**What needs to be done:**
Reproduce every entry below word for word, omitting the picture.

**Supplied entries:**
[start]

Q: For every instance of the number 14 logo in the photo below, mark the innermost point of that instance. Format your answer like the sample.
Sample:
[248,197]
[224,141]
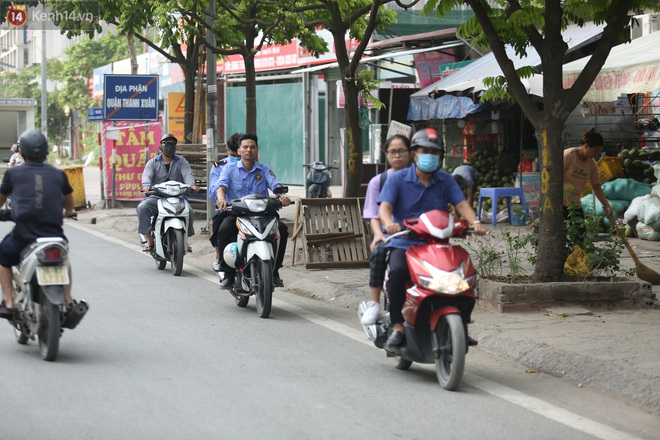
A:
[16,15]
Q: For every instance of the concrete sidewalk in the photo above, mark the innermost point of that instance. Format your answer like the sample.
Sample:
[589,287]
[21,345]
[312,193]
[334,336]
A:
[617,351]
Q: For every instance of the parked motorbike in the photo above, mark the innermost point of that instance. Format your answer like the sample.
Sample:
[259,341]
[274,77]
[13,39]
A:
[39,281]
[318,179]
[170,232]
[254,253]
[438,301]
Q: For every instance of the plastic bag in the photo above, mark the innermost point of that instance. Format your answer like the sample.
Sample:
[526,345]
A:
[631,212]
[645,232]
[648,212]
[576,263]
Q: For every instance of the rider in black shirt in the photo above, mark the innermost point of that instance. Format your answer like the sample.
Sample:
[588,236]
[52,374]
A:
[40,196]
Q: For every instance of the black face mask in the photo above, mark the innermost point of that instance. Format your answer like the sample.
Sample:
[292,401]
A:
[168,148]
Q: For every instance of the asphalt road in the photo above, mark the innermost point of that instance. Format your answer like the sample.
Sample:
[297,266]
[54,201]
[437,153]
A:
[164,357]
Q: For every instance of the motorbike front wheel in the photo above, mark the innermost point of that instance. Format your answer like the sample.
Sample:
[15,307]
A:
[450,354]
[314,191]
[49,328]
[177,248]
[263,276]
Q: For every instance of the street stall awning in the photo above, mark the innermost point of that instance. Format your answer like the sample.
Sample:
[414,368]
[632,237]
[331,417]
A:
[471,76]
[630,68]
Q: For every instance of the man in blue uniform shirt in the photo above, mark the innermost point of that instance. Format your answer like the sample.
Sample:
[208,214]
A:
[214,180]
[240,179]
[41,195]
[166,166]
[408,194]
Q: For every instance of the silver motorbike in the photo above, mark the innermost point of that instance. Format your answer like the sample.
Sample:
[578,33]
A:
[170,232]
[255,251]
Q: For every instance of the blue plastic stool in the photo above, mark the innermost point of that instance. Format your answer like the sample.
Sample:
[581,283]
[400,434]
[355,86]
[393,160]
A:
[495,194]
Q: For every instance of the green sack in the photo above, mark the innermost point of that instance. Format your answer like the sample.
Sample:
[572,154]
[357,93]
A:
[625,189]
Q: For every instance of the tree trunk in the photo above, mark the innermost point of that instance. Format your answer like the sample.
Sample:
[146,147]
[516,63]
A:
[131,50]
[550,260]
[354,160]
[189,116]
[250,95]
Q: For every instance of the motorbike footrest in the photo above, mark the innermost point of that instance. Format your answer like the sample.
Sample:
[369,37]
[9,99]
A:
[75,314]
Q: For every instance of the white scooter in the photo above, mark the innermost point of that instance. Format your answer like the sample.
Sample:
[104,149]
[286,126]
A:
[170,232]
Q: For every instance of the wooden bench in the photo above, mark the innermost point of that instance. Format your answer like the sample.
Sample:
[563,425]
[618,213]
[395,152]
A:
[332,232]
[195,154]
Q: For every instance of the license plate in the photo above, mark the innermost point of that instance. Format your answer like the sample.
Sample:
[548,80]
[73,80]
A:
[48,275]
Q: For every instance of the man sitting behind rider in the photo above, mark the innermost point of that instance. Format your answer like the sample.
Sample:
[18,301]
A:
[239,179]
[214,179]
[408,194]
[41,195]
[16,158]
[166,166]
[397,152]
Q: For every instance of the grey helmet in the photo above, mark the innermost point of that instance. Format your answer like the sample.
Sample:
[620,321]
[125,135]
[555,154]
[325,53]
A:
[168,148]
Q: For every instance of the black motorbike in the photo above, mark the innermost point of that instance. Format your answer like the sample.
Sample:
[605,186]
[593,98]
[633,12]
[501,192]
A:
[39,281]
[318,179]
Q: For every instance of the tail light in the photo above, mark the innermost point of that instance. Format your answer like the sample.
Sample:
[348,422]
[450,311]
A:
[52,255]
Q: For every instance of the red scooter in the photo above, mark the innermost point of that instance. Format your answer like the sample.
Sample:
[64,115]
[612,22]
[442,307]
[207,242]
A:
[438,301]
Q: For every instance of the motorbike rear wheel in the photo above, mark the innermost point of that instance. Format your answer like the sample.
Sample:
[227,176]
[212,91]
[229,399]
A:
[450,358]
[263,276]
[160,264]
[401,363]
[21,336]
[177,247]
[49,328]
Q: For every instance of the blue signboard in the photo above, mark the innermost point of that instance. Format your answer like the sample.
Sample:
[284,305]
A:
[94,114]
[130,97]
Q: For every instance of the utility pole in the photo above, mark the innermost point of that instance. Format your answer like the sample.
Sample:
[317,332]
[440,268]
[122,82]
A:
[211,102]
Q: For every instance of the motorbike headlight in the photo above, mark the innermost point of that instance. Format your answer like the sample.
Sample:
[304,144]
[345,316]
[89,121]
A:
[173,204]
[257,205]
[446,282]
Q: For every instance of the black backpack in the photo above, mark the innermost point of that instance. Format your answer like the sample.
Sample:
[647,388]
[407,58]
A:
[383,178]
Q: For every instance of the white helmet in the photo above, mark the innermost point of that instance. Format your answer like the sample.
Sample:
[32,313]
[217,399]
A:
[230,254]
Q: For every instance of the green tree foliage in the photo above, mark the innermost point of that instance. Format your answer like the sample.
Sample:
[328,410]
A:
[358,19]
[243,28]
[538,25]
[156,23]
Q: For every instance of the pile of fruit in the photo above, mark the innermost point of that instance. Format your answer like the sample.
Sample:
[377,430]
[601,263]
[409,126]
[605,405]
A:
[635,162]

[end]

**Finished task:**
Q: For every instance of the number 14 logo in the photo below, mark the innermost point of that instance. Format your answer like the sample.
Sample:
[248,197]
[224,141]
A:
[16,15]
Q: For every instance of the concrete sidewalk in the photo above, mark the innermost point of that instance. Format your answer like the sample.
Sample:
[589,287]
[21,345]
[312,193]
[334,336]
A:
[617,351]
Q: For every instance of the parked motorbike in the photo above, mark the innermost point of that instance. Format your answer like the sample.
Sample:
[259,341]
[274,77]
[13,39]
A:
[39,281]
[318,179]
[170,232]
[254,253]
[438,301]
Q: For every instance of the plastic bag in the photo above, mark the innermost point of that instance. Format your answer like the sample.
Sample:
[526,345]
A:
[631,212]
[645,232]
[648,212]
[576,263]
Q: For every instance of the rider in black shirt in the photo above, mark the innermost point of that instance. Format your answer like the sample.
Sample:
[588,236]
[52,374]
A:
[40,196]
Q: For every instance of the black face mask in the photo above, mark the innermost point of that instance. Format your answer like the sample.
Sample:
[292,401]
A:
[168,148]
Q: For every instance of the asphalt road in the photo above, mark the innermost point of that instance. Format your answer like the sample.
Sample:
[297,266]
[54,201]
[437,153]
A:
[164,357]
Q: For every instance of the motorbike front wheel in the photo above, mark the innermost point of that instance. Format your answer like the sample.
Sample:
[15,307]
A:
[450,354]
[314,191]
[49,328]
[177,248]
[263,276]
Q: For every instance of the street stall awning in the photo above, mark the innermost point of that instance. Format your answer like the sample.
Sample:
[414,368]
[632,237]
[331,417]
A:
[471,76]
[630,68]
Q: For every instance of the man in blue uniform shirt in the photo above, mark the innermost point of that instance. Format your answer like the sample.
Sample:
[208,214]
A:
[214,180]
[240,179]
[41,195]
[166,166]
[408,194]
Q: For every instance of the silver motorbike in the photo above, mark the innermost point of that instance. Format your answer like the sample.
Sample:
[578,33]
A:
[170,232]
[255,251]
Q: For every instance of the blue plastic stool in the photo above, mark the innermost point of that instance. Format your answer like the sample.
Sample:
[581,283]
[400,434]
[355,86]
[393,160]
A:
[495,194]
Q: For every instance of the green sack in the photo above, mark the innermost point of that instance. Format your answer like the sample.
Sample:
[572,154]
[357,93]
A:
[625,189]
Q: For every instance of the tree trunk in the photo above, mark the innermost point of that instance. Format your answer like the sample.
Sample:
[146,147]
[516,63]
A:
[131,50]
[550,260]
[354,160]
[189,116]
[250,95]
Q: For every instance of the motorbike footrest in the photo above, mark the innermost point of that instance. Format your answer like the sample.
Sample:
[369,37]
[9,99]
A:
[75,314]
Q: For every instance of the white scooter in the photo above, mark the innermost point of that instance. Format your answer like the sample.
Sample:
[104,149]
[286,126]
A:
[170,232]
Q: For every instance of the wooden bench in the photo above, mark the innermost point of that instance. Format your answer like the sample.
Sample:
[563,425]
[618,213]
[395,152]
A:
[332,232]
[195,154]
Q: For every instance of the license plate in the photo above, mark the innermost point of that instance. Format your answer like the sample.
Sample:
[548,80]
[73,80]
A:
[48,275]
Q: For every instance of the man sitting behind rider in the photo above, mark the innermost point of that instance. Format your answer like the sample.
Sample:
[18,301]
A:
[239,179]
[214,179]
[408,194]
[41,195]
[16,158]
[166,166]
[397,152]
Q: For every instance of the grey helmet in the photo above, mark the innermost point of that instance. Format your answer like the sample.
Sample:
[620,321]
[125,135]
[555,154]
[325,53]
A:
[168,148]
Q: For every instance of the black motorbike in the photo above, mark the innermost point of that instance. Format your answer like the sample.
Sample:
[605,186]
[593,98]
[633,12]
[501,192]
A:
[39,281]
[318,179]
Q: For every instance of the tail light in the photo above, mark the innermost point of that instance. Format your answer like the sample.
Sample:
[348,422]
[450,311]
A:
[52,255]
Q: For every instance of the red scooter in the photo above, mark the innermost point of that instance. Format your answer like the sample.
Sample:
[64,115]
[612,22]
[442,307]
[207,242]
A:
[438,301]
Q: For every instance of the motorbike rear wheel in the photo above, mark the innermost point of that instance. Format your answer like the sample.
Sample:
[227,176]
[212,91]
[229,399]
A:
[450,358]
[263,276]
[160,264]
[401,363]
[21,336]
[177,247]
[49,328]
Q: For every instance of the blue signboard in the photo above, mark the innermost point of that instance. Format your answer like the sample.
Sample:
[284,305]
A:
[94,114]
[130,97]
Q: For every instance of the utility pole in the photo above, mark the innermost point of that instance. Format your answer like the sample.
Sample:
[317,332]
[440,268]
[122,82]
A:
[211,102]
Q: For every instance of the motorbike headlight in the photo above, mark the innermost point of that instance. Format your answer like the sample.
Sample:
[304,144]
[345,316]
[89,121]
A:
[173,204]
[257,205]
[446,282]
Q: For every instance of the black backpack in the photo above, mark the innermost point of that instance. Format your answer like the sample.
Sample:
[647,388]
[407,58]
A:
[383,178]
Q: For every instance of the white helmet in the photo above, mark the innermost point of that instance. Format your answer like the sample.
Sample:
[32,313]
[217,399]
A:
[230,254]
Q: For every instance of the green tree foliage in the photo above, mark the innermost point of that instance. Format your answer like the sample.
Sample:
[328,410]
A:
[358,19]
[243,28]
[538,25]
[156,23]
Q: For every instance of the pile of fruit in the photo above, mark the innermost point of that instance. Format your answer like the sample.
Sample:
[377,430]
[601,263]
[409,126]
[605,405]
A:
[635,162]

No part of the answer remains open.